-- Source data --
- - -

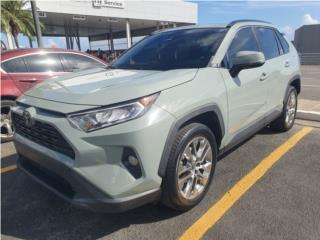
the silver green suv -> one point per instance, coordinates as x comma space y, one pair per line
152, 125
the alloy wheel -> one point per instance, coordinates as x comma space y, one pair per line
291, 108
194, 167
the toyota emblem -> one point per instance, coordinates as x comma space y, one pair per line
28, 121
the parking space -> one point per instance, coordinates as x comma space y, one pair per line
282, 204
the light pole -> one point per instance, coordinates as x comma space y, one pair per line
36, 23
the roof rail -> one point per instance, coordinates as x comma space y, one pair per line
245, 20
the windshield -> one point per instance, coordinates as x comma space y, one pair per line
183, 48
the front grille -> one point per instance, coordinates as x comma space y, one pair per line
43, 134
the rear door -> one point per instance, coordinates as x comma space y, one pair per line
275, 66
247, 92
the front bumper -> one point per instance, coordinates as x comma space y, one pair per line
96, 178
71, 186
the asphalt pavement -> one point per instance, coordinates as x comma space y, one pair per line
282, 204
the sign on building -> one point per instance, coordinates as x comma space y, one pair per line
108, 3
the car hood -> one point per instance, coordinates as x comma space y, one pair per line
102, 87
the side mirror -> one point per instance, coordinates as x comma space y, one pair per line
246, 60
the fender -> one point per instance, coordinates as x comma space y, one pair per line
176, 126
295, 77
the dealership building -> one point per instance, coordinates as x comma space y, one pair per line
110, 20
307, 43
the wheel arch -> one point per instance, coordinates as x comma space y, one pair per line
296, 83
209, 115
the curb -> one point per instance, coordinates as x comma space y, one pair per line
308, 115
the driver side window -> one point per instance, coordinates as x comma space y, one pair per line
243, 41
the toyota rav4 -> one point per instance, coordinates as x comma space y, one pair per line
151, 126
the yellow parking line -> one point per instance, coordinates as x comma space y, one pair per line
208, 220
8, 169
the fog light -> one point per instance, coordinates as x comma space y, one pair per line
131, 162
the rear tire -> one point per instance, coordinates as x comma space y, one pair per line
286, 120
190, 168
6, 123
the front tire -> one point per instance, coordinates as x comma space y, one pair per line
286, 120
190, 167
6, 123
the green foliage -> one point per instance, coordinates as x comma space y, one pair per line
15, 19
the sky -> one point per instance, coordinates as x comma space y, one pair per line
286, 15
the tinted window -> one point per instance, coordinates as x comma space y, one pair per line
243, 41
268, 43
43, 63
76, 62
187, 48
284, 43
14, 66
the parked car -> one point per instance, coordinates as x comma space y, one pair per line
152, 126
21, 69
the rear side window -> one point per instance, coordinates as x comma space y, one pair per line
76, 62
16, 65
243, 41
268, 43
43, 63
284, 43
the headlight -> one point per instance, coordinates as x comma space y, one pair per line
105, 117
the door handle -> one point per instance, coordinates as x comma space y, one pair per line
287, 64
264, 76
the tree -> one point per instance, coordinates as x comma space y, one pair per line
15, 19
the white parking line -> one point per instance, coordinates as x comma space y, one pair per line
310, 86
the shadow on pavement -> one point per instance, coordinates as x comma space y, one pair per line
29, 211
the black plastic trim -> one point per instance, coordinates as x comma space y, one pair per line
251, 130
296, 77
176, 126
245, 20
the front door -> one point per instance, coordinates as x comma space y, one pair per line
247, 92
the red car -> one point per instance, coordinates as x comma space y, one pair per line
21, 69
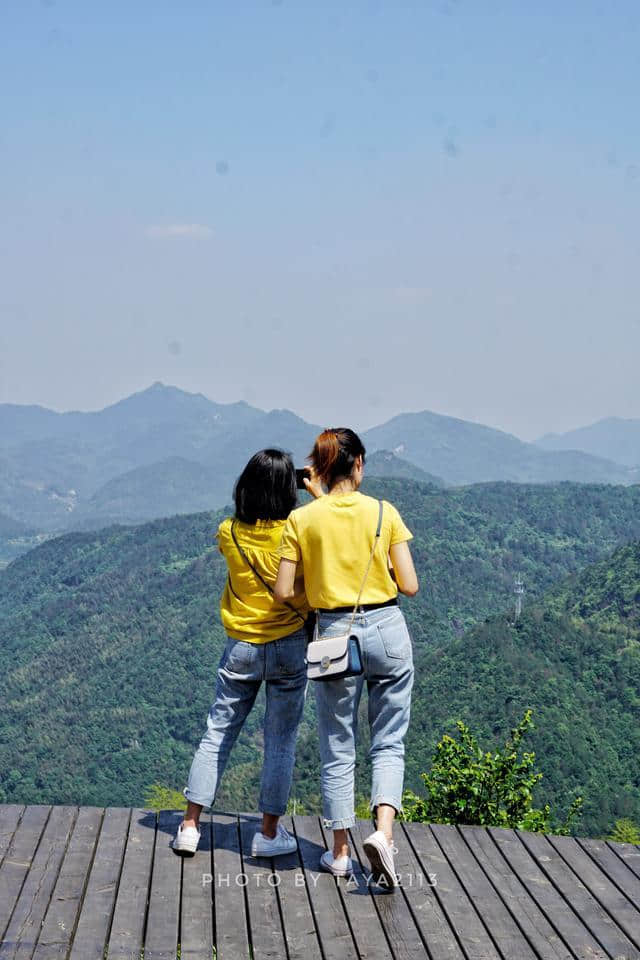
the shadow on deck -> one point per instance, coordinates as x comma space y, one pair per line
91, 883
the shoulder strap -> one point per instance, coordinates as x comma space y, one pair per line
373, 550
258, 574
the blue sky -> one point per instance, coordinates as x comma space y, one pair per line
347, 209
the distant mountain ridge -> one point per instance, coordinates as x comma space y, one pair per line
109, 640
163, 449
613, 438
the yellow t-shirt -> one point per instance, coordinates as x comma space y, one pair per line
248, 610
333, 537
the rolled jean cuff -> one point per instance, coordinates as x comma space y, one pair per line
341, 824
203, 803
273, 809
390, 801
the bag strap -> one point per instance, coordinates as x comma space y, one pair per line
366, 573
259, 575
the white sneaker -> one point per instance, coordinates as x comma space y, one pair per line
186, 839
338, 866
283, 842
380, 855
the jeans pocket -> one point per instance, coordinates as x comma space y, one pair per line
395, 637
290, 653
239, 655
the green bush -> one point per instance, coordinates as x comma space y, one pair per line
625, 831
467, 785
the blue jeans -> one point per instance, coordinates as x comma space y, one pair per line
388, 671
243, 666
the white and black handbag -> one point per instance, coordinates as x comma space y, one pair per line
334, 657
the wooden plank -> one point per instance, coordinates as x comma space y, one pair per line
231, 930
97, 907
615, 868
18, 858
265, 924
127, 927
459, 909
297, 917
421, 895
569, 926
530, 918
10, 814
333, 929
356, 895
500, 924
64, 908
196, 918
161, 934
629, 853
575, 893
24, 927
400, 931
620, 912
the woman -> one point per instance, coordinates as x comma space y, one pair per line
331, 539
266, 640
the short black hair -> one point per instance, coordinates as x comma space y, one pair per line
266, 489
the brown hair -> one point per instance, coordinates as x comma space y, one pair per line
334, 453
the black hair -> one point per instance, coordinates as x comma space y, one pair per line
266, 489
334, 453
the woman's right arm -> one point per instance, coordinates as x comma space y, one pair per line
403, 567
285, 586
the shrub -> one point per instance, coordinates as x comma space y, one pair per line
467, 785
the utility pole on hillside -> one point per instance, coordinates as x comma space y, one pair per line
518, 589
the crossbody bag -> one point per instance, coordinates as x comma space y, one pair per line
306, 621
334, 657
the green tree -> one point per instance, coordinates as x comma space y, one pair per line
467, 785
159, 797
625, 831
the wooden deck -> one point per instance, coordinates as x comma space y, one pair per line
87, 883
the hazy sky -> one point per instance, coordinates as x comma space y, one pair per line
350, 209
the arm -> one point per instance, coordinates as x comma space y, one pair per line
405, 572
285, 587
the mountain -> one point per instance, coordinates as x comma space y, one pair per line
612, 438
109, 640
574, 658
55, 468
172, 485
66, 471
384, 463
461, 452
15, 538
12, 528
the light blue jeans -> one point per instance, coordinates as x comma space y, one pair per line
242, 668
388, 672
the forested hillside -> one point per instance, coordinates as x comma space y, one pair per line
164, 450
109, 642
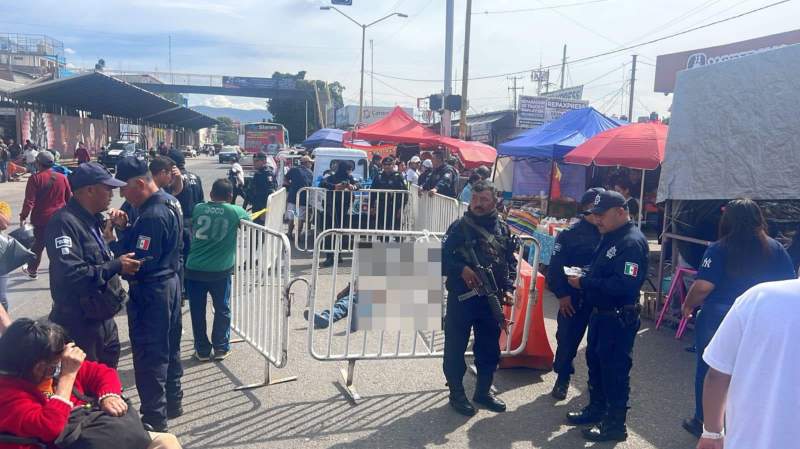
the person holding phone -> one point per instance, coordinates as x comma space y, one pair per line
83, 267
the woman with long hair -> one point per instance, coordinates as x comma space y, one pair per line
743, 257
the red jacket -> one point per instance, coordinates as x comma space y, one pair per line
27, 412
41, 201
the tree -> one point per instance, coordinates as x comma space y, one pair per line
290, 112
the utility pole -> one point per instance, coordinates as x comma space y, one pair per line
514, 89
633, 82
465, 76
448, 65
563, 65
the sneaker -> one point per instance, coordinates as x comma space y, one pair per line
200, 357
28, 273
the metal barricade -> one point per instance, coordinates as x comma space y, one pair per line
367, 209
260, 302
347, 344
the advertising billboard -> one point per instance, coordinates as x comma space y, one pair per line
667, 66
535, 111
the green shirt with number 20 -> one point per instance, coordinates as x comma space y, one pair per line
214, 228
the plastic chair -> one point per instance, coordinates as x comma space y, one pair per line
678, 287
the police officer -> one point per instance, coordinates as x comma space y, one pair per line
574, 248
82, 268
386, 206
481, 234
154, 314
262, 186
442, 179
611, 287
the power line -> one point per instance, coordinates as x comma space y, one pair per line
610, 52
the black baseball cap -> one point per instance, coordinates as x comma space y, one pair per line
91, 173
589, 196
607, 199
131, 167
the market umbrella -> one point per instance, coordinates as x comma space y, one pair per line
639, 146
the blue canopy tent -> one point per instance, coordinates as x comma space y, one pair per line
537, 152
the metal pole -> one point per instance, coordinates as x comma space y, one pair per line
465, 77
361, 90
633, 82
448, 65
563, 65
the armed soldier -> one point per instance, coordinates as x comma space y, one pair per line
478, 261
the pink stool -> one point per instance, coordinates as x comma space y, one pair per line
677, 286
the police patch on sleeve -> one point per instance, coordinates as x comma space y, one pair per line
143, 243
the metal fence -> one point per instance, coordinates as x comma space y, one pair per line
342, 342
260, 301
344, 209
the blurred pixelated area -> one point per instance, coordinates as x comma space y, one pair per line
399, 286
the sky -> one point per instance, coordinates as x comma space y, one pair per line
259, 37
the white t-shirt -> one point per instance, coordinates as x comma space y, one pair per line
758, 345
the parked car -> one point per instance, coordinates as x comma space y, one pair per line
229, 154
119, 150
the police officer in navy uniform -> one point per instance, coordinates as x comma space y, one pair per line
154, 313
443, 177
487, 234
262, 185
82, 266
618, 270
573, 248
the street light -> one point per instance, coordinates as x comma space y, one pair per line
363, 39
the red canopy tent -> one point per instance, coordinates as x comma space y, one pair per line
639, 145
399, 127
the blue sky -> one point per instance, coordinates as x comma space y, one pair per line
256, 38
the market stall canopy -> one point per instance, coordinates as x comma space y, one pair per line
472, 154
397, 127
733, 131
639, 145
555, 139
99, 93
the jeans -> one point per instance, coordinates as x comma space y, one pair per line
708, 321
220, 291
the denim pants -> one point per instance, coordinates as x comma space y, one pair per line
220, 291
708, 321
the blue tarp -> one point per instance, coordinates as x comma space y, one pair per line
559, 137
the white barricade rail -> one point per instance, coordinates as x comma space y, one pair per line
344, 209
260, 301
346, 344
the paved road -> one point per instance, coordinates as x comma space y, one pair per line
404, 402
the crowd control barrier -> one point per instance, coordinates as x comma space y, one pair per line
346, 209
260, 302
342, 342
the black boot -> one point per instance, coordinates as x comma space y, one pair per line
460, 403
560, 388
612, 428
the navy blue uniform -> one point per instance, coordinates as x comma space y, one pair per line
574, 248
81, 264
474, 313
618, 270
443, 179
154, 310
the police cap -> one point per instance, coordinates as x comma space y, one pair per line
131, 167
91, 173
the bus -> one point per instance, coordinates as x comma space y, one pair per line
264, 136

- - -

-- WRITTEN EXERCISE --
Find the line with "the crowd control" in the listing above, then write out that line and each remaining line exactly, with no other text.

-- ANSWER --
the crowd control barrier -> one point per instance, coordinates as x comma space y, one pair per line
346, 209
260, 302
342, 342
the black boot -> one point per instance, coordinates as x comma space y, one pair per line
460, 403
560, 388
612, 428
the navy blue uniform -> one point per instance, coordinates as x comma space y, one pair per line
574, 248
81, 264
474, 313
618, 270
443, 179
154, 310
the police cap -> one point per instance, coordinates as x comma space y, one pair per line
131, 167
91, 173
the bus -> one point per instance, coordinates as x comma space y, one pair per line
264, 136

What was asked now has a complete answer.